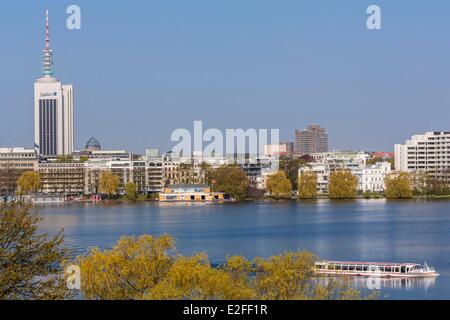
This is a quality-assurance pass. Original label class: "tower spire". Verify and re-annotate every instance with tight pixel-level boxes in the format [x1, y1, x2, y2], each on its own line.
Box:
[43, 9, 53, 77]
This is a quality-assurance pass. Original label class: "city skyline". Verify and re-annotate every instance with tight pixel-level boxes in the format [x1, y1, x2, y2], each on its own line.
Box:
[0, 1, 450, 152]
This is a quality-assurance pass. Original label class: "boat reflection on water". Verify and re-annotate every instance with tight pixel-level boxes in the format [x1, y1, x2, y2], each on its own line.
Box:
[353, 277, 436, 290]
[319, 276, 436, 290]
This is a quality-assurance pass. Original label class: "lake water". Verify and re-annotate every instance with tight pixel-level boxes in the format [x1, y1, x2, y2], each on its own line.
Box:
[39, 199, 450, 299]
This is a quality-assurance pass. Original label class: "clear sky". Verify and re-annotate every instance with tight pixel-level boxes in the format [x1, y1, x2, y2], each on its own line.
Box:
[0, 0, 450, 152]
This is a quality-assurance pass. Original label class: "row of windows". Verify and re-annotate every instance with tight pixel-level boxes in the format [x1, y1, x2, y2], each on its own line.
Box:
[39, 99, 57, 155]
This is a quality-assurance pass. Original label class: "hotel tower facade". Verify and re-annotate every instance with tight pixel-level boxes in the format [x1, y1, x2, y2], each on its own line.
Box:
[34, 11, 74, 156]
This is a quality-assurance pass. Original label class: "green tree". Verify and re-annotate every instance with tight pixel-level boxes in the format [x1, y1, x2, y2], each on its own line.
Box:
[267, 171, 292, 199]
[125, 182, 138, 201]
[329, 170, 358, 199]
[280, 159, 306, 189]
[298, 171, 317, 199]
[384, 172, 413, 199]
[78, 235, 372, 300]
[212, 165, 249, 200]
[100, 171, 120, 197]
[0, 203, 70, 300]
[17, 171, 41, 195]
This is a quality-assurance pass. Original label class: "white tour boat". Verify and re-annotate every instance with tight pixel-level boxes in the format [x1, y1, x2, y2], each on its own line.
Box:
[314, 261, 439, 277]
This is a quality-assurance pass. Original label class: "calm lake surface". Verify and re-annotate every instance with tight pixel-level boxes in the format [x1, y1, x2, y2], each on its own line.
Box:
[38, 199, 450, 299]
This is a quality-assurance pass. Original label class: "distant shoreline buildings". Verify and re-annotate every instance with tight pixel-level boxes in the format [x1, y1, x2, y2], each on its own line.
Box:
[0, 11, 450, 199]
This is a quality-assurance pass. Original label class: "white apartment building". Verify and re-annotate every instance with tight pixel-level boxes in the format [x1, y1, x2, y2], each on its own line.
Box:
[353, 162, 391, 192]
[299, 152, 391, 194]
[395, 132, 450, 178]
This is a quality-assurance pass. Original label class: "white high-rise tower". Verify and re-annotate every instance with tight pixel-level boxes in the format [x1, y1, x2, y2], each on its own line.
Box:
[34, 10, 73, 156]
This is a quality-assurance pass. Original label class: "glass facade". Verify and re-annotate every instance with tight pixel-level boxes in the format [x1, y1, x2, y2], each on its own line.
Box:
[39, 99, 57, 156]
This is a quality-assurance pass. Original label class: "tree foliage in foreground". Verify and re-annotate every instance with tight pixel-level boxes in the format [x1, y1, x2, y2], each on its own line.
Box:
[0, 203, 69, 300]
[329, 170, 358, 199]
[100, 171, 120, 197]
[298, 171, 317, 199]
[384, 172, 413, 199]
[125, 182, 138, 201]
[78, 235, 374, 300]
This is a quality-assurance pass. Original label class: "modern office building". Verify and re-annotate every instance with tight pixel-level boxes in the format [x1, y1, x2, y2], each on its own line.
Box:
[395, 132, 450, 180]
[34, 11, 74, 156]
[38, 162, 85, 195]
[295, 124, 328, 155]
[0, 148, 38, 196]
[84, 137, 102, 152]
[264, 142, 294, 157]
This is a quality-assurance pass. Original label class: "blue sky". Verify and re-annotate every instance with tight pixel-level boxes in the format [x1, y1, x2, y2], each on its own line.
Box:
[0, 0, 450, 152]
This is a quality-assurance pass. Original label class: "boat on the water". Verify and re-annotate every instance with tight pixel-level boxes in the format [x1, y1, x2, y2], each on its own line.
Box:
[314, 261, 439, 277]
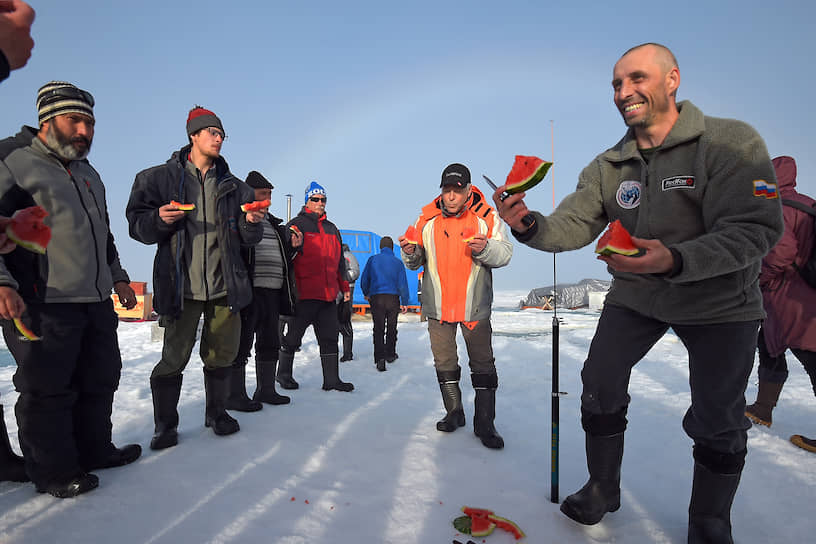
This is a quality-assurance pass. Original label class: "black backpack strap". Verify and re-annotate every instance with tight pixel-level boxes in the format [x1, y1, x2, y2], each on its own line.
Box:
[782, 198, 816, 217]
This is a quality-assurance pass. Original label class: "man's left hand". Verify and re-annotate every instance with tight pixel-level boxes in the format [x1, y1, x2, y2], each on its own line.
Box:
[598, 236, 674, 274]
[468, 232, 487, 253]
[113, 281, 136, 310]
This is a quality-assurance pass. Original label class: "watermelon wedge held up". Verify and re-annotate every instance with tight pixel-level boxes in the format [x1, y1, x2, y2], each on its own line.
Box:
[595, 219, 640, 255]
[241, 199, 272, 212]
[6, 206, 51, 253]
[504, 155, 552, 195]
[170, 200, 195, 212]
[403, 225, 419, 244]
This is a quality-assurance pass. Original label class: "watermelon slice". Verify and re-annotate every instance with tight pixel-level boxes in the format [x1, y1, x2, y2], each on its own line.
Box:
[504, 155, 552, 195]
[170, 200, 195, 212]
[14, 317, 42, 342]
[6, 206, 51, 253]
[595, 219, 640, 255]
[403, 225, 419, 244]
[241, 199, 272, 212]
[487, 514, 526, 540]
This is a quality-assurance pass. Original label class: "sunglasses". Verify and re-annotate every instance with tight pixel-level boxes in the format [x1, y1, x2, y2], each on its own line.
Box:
[38, 87, 94, 107]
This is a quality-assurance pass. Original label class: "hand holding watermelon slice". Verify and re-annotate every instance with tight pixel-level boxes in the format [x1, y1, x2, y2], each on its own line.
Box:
[6, 206, 51, 253]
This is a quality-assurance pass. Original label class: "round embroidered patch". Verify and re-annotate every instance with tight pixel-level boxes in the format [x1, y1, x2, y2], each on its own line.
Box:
[615, 180, 640, 210]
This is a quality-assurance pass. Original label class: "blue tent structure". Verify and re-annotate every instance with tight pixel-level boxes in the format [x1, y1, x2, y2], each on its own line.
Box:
[340, 229, 421, 309]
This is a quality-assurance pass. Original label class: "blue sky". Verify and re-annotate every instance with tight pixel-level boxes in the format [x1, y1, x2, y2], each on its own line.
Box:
[0, 0, 816, 289]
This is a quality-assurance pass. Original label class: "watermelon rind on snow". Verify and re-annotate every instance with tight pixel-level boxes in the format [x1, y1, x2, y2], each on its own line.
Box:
[504, 155, 552, 195]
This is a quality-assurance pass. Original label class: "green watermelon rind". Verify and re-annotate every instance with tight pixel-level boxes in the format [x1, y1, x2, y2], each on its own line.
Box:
[504, 161, 552, 195]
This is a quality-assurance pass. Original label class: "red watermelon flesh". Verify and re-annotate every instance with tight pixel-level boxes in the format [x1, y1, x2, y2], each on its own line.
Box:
[504, 155, 552, 195]
[595, 219, 640, 255]
[241, 199, 272, 212]
[6, 206, 51, 253]
[403, 225, 419, 244]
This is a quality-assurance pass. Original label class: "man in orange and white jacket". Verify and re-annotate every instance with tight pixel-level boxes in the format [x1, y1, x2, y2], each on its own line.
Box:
[399, 163, 513, 449]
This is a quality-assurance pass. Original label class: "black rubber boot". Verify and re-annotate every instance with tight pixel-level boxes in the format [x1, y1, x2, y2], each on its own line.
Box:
[275, 350, 300, 389]
[204, 366, 241, 436]
[688, 446, 745, 544]
[470, 374, 504, 450]
[226, 361, 263, 412]
[252, 359, 291, 405]
[320, 353, 354, 392]
[0, 404, 28, 482]
[561, 433, 623, 525]
[436, 368, 465, 433]
[150, 374, 182, 450]
[36, 473, 99, 499]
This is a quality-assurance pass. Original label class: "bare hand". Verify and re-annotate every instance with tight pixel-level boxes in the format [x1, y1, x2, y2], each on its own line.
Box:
[467, 232, 487, 253]
[113, 281, 137, 310]
[0, 0, 34, 70]
[0, 286, 25, 319]
[397, 236, 416, 255]
[493, 185, 530, 232]
[289, 229, 303, 247]
[598, 236, 674, 274]
[159, 204, 186, 225]
[0, 217, 17, 254]
[246, 208, 267, 223]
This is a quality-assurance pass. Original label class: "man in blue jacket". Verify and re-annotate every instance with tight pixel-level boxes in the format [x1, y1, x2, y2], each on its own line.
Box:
[360, 236, 408, 372]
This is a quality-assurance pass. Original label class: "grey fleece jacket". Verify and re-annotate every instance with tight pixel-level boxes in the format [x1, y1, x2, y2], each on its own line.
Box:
[514, 101, 784, 324]
[0, 127, 130, 303]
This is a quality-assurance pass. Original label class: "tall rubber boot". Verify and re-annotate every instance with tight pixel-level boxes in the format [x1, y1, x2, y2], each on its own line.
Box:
[0, 404, 28, 482]
[150, 374, 182, 450]
[225, 361, 263, 412]
[561, 433, 623, 525]
[470, 374, 504, 450]
[688, 463, 742, 544]
[275, 350, 300, 389]
[745, 380, 785, 427]
[204, 366, 241, 436]
[320, 353, 354, 392]
[436, 368, 465, 433]
[252, 359, 291, 405]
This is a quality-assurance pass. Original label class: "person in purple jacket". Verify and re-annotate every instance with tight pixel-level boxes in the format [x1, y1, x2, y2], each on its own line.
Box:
[745, 156, 816, 453]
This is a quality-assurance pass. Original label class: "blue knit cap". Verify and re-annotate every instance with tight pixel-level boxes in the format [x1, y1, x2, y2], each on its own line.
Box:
[303, 181, 326, 204]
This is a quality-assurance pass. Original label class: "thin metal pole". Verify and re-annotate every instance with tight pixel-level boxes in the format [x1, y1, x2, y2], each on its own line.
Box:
[550, 120, 561, 504]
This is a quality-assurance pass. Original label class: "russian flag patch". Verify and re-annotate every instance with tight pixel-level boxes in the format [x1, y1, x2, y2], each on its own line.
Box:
[754, 179, 779, 198]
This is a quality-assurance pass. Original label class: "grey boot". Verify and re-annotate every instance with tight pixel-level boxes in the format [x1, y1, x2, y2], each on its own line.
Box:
[204, 366, 241, 436]
[150, 374, 182, 450]
[436, 368, 465, 433]
[470, 374, 504, 450]
[225, 361, 263, 412]
[320, 353, 354, 392]
[275, 350, 300, 389]
[561, 433, 623, 525]
[252, 359, 291, 405]
[0, 404, 28, 482]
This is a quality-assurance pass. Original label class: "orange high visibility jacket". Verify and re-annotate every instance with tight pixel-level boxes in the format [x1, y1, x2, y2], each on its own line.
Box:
[402, 187, 513, 323]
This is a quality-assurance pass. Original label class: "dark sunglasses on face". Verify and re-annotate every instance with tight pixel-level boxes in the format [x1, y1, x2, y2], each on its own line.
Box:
[37, 87, 94, 108]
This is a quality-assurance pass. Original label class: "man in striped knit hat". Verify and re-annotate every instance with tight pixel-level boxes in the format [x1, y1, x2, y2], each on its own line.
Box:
[227, 170, 303, 412]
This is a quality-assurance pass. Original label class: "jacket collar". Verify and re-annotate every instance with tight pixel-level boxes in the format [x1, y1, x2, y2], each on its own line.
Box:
[601, 100, 705, 162]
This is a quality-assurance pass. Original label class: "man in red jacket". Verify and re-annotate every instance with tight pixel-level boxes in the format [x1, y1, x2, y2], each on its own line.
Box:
[745, 156, 816, 453]
[276, 181, 354, 391]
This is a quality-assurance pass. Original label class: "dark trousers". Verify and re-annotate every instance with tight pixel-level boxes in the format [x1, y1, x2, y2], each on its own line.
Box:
[236, 287, 282, 363]
[369, 295, 399, 361]
[281, 300, 338, 355]
[581, 304, 759, 454]
[428, 318, 496, 374]
[757, 329, 816, 394]
[3, 300, 122, 486]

> Problem to work on: List each line of the records that contains the word "tree", and copy every such line in full.

> Solution for this problem:
This is a quality-assurance pass. Original label class: "green tree". Verify and re-annotate every instance with tight pixel-level boxes in the format [x1, y1, x2, y2], each on its own line.
This is a quality-assurance pass. Original label class: "tree foliage in foreground". Verify and re-annotate every instance with tight pixel-level boxes in the format [x1, y1, x2, y2], each on its own line.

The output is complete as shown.